§ **EXTRACTED RECORDS**
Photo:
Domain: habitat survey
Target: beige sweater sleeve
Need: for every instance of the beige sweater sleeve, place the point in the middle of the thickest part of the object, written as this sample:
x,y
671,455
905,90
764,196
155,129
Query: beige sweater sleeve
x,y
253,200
---
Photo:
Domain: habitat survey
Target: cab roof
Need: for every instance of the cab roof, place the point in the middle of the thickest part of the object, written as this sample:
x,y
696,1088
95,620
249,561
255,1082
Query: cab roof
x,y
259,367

§ **WORK INSTRUCTIONS**
Where the string "place" appears in a line of the entries above, return that line.

§ **RESULT BELOW**
Need: for every instance of the beige sweater sleeve, place the point in the middle of the thickest part of the object, written as this sample:
Need: for every instance of the cab roof, place the point in the middle of the thickest part of the object, written as this sample:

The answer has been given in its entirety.